(Source material)
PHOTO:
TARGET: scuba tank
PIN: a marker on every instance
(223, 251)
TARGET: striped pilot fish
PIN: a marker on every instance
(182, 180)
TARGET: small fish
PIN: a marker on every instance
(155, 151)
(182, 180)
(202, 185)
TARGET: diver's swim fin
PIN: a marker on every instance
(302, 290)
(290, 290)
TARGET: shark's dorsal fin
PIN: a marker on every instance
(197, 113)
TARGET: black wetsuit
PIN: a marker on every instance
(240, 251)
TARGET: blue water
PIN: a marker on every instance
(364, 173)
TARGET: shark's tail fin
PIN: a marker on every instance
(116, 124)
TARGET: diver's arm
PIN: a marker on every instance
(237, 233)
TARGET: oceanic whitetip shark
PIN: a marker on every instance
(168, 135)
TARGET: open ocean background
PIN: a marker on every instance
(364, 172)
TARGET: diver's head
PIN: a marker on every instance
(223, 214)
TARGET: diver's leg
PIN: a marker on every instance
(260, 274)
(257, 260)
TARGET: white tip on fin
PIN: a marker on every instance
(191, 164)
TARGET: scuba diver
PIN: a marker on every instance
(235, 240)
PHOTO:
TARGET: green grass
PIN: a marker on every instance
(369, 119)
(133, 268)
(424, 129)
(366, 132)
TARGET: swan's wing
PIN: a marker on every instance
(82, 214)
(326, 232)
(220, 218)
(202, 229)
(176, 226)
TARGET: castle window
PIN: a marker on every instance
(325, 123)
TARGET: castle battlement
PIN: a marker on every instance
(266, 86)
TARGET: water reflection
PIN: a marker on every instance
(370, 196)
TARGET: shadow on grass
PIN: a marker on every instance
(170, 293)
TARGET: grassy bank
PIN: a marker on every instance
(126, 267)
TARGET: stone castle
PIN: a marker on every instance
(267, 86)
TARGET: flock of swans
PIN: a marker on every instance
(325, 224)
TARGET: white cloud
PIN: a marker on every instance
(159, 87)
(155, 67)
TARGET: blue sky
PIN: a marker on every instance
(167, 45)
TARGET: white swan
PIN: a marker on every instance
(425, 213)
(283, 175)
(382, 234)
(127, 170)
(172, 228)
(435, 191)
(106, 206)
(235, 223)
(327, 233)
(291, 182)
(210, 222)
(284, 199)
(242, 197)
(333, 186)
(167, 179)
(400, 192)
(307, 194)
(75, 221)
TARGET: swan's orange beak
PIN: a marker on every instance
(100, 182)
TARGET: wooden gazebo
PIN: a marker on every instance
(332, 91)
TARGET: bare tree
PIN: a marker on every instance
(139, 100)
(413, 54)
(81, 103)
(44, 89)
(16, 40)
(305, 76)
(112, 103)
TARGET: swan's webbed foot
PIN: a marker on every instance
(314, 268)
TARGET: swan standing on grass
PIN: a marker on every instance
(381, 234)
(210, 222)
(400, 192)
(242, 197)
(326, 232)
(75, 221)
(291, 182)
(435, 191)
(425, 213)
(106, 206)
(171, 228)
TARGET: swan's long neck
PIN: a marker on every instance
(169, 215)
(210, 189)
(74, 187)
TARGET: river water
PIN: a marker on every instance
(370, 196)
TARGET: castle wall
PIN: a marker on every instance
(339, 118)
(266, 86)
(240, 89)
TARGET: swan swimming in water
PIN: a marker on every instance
(End Source material)
_Your task:_ Where does the word "water" appear in the records above? Return every line that holds it.

_Answer to the problem:_
TARGET: blue water
TARGET: water reflection
TARGET: river water
TARGET: swan swimming in water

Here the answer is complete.